==== PASSAGE SHOWN ====

Improving Versioning

From Open Source Ecology
Jump to: navigation, search

Read source about Semantic Versioning - https://semver.org/

Summary

  • proposal to address issues with consistent versions of machines
  • OSE's core business is actually producing documentation for machines available over a lifetime
  • Good about the current situation
    • proven technology, easy-to-use centralized wiki
    • easy to use Google Presentations cloud application for build manuals
  • Problems with the current situation
    • wiki unstructured and overwhelming
    • no real versioning in wiki and Google Presentations
    • reliance on volatile, proprietary Google cloud services
    • binary format for Google Presentations prevents proper versioning
  • Requirements
  1. no major change in current workflow
  2. keep the wiki as central point
  3. do not rely on the wiki as a central point
  4. apply proper versioning reflecting severity of change
  5. true consolidation of machines with lifetime releases
  6. versioning supporting modularity
  7. no reliance on proprietary software/cloud services
  8. support textual format as much as possible for universal versioning
  9. same ease-of-use as Google Presentations
  10. automatic index for machines, modules, projects on the wiki
  • Proposal
    • adopt semantic versioning
    • adopt Git with submodules
    • create lifetime releases with Zenodo or IPFS
    • automatically generate wiki pages, build manuals from Git repositories
    • find a way to use a textual format as an easy-to-use replacement for Google Presentations
  • Concrete steps
    • Investigate the above in the Hamburg STEAM Camp

Introduction

Several projects in OSE become viable products, for example the D3D Universal and D3D Pro are being sold as kits. However, the nature of OSE is that many projects are in a high rate of development and versions may change much in a short amount of time. For example, the D3D Universal changed considerably from the summer of 2019 to January 2020 and possibly as a result the documentation on the wiki was not consistent.

On this page we will try to address some the issues. We will first elaborate on the context, then we will discuss what is good in the current situation. We will then define the problem and finally outline a set of ideas and requirement to improve on the status quo.

Context

Many machines are reaching a state that makes them a viable product. For others to be able to use them, we need proper documentation that is consistent over versions. The machines are highly modular which means that some version of machine A uses some version of project B. If B advances, it may no longer be a fit to A. As such, it is necessary to maintain bookkeeping about which version of a different component is used.

We could ask ourselves what OSE's core business is. An acceptable answer would be producing the machines of the GVCS. However, a more refined answer would be that OSE produces documentation to build the machines of the GVCS. To be able to repair them, it is necessary to understand it, hence the documentation.

==== SUPPLIED MATERIAL ====

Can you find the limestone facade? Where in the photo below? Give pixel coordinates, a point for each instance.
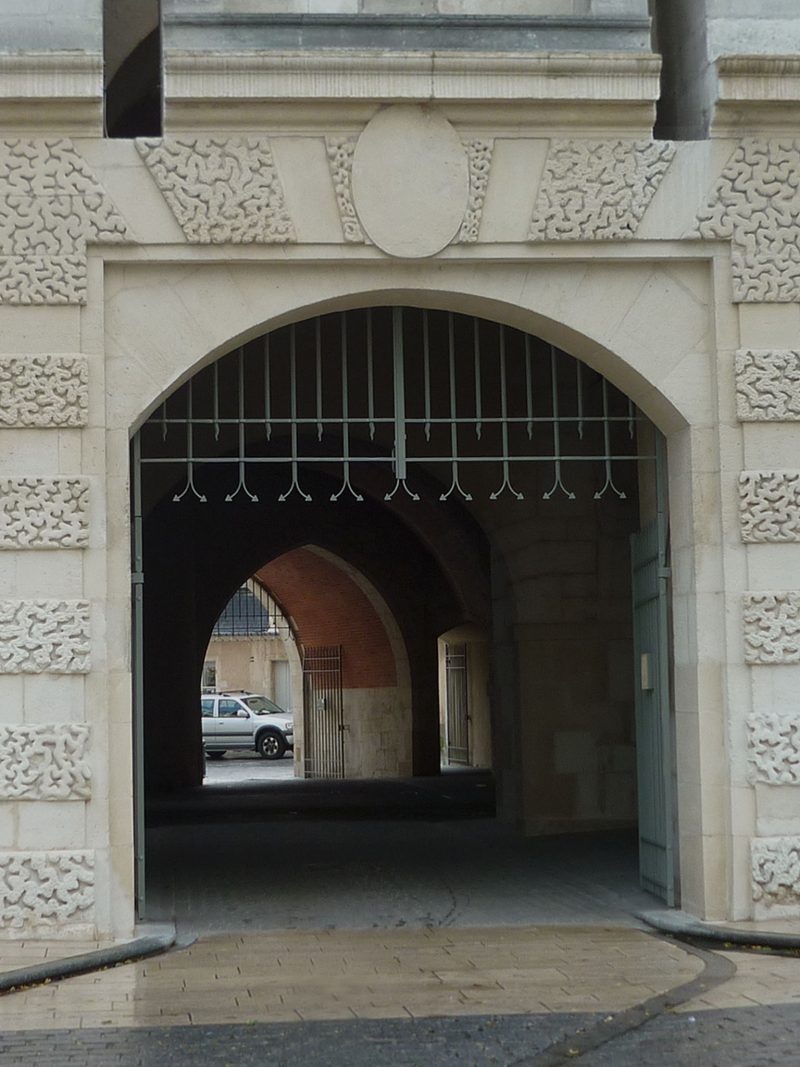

====

- **GIVEN PROBLEM 1**:
In the versioning page, why does it say it is necessary to keep track of which version of another component a machine uses? Answer in one to three sentences.
- **GIVEN PROBLEM 2**:
Answer these from the versioning page:
(a) Which two products does the page say are being sold as kits?
(b) What two options does the proposal name for creating lifetime releases?
(c) At what event does the concrete step say the ideas will be investigated?
- **GIVEN PROBLEM 3**:
Reproduce the versioning page word for word, from "On this page" up to and including "component is used.".

- **FINAL ANSWER 1**:
The machines are highly modular, so a given version of one machine uses a particular version of another project. If that project advances, it may no longer fit the machine, so the version in use must be recorded.

- **FINAL ANSWER 2**:
(a) The D3D Universal and the D3D Pro.
(b) Zenodo or IPFS.
(c) The Hamburg STEAM Camp.

- **FINAL ANSWER 3**:
On this page we will try to address some the issues. We will first elaborate on the context, then we will discuss what is good in the current situation. We will then define the problem and finally outline a set of ideas and requirement to improve on the status quo.

Context

Many machines are reaching a state that makes them a viable product. For others to be able to use them, we need proper documentation that is consistent over versions. The machines are highly modular which means that some version of machine A uses some version of project B. If B advances, it may no longer be a fit to A. As such, it is necessary to maintain bookkeeping about which version of a different component is used.